*PAGE TEXT*:
——————

The traditional ending solves the problem, dilemma, or conflict of the main character. The loose bits all tied up. Usually (especially in children’s books) the ending is happy or at least satisfying. Once Max is home his supper is still hot; once Charlie gets to live in the Chocolate Factory his life is good; once the LittlePrincess finds her father, the book is done. Finished. Over.
        
But think of this: The ending without the beginning is simply a block, a stoppage, a single bookend, one side of an equation, omega without an alpha.
        
I am better at beginnings. Can write them all day—and I do. I can show you a file cabinet full of beginnings. Nowhere do I have even a small folder of endings. Most authors don’t write endings to start a book. But it is the endings that people leave the books with, so in some ways the endings are the most important part.
        
As I thought about endings—and being a lover of fairy tales—I knew immediately that the deeply rooted last line in folk stories, “And they lived happily ever after,” is the core of what we think we know about endings. We hear it always in our hindbrain because it’s the last line most of us in the West have grown up with. That line stops the story at the point of greatest happiness. The wedding, the homecoming, the mystery unraveled, the villain disposed of, families reunited, babies born. If we went on in the story Cinderella, she might be whispered about in court: after all, her manners are not impeccable, she always has smudges of ash on her nose, and no one can trace her bloodline back enough generations. Perhaps she has grown fat eating all that rich food in the castle, and the prince’s eye has strayed.
        
If we went on in The Three Little Pigs, the brother who builds with bricks will have kicked the other two layabouts out of his house, or hired them to run his successful company and they—angry at their lower status—would plot to kill him. But, having little imagination, they would do it the only way they know how, by trying to boil him in the pot that still holds the memory of the wolf’s demise, so of course the brick-building pig would find them out. 
        
But modern books pose a different problem. They present harder choices. It’s no longer fairy-tale endings we are talking about, but the other stuff, more realistic, stronger, difficult, and maybe not happy-ever-after stuff.

The biggest three problems for me about endings are:
        
         1. I don’t know how to plot, and how do you have an ending without a plot? 
        
         2. You have to get over the great wall of Middle to get there, and I hate Middles.

——————

*EXTRACTED INFORMATION*:
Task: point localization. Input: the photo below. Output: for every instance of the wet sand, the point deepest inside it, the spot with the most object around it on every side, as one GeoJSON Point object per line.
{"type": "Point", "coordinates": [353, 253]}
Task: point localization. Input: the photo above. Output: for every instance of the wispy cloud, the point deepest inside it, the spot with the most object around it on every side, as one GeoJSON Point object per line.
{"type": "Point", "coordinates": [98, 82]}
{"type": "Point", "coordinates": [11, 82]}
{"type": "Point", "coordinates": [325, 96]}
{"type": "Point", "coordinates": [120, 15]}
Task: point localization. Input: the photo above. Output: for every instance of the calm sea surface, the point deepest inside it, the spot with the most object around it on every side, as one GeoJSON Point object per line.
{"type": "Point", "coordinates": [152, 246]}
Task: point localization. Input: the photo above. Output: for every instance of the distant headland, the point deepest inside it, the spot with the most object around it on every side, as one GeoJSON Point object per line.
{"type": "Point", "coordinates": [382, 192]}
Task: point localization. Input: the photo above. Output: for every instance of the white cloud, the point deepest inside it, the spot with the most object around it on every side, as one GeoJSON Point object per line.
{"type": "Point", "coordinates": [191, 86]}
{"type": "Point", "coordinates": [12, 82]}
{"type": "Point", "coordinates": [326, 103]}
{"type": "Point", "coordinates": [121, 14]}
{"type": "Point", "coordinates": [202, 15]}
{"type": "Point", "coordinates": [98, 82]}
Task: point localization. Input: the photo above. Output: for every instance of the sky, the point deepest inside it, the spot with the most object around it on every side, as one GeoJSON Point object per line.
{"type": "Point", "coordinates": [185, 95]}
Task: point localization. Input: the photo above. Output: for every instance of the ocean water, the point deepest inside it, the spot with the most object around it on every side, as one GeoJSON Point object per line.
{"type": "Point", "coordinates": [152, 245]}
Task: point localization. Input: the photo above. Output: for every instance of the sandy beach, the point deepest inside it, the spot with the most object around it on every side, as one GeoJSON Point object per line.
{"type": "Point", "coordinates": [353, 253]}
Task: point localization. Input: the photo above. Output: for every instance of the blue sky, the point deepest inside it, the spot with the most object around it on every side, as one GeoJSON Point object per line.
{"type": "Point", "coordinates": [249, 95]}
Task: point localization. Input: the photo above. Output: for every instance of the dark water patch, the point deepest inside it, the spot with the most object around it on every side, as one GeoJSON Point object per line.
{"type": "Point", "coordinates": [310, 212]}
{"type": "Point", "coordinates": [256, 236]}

——————

*WHAT IS REQUIRED*: Repeat the passage on story endings word for word, from "But think of" to "most important part.". The records play no part in what is asked here.

*WRITTEN ANSWER*:
But think of this: The ending without the beginning is simply a block, a stoppage, a single bookend, one side of an equation, omega without an alpha.
        
I am better at beginnings. Can write them all day—and I do. I can show you a file cabinet full of beginnings. Nowhere do I have even a small folder of endings. Most authors don’t write endings to start a book. But it is the endings that people leave the books with, so in some ways the endings are the most important part.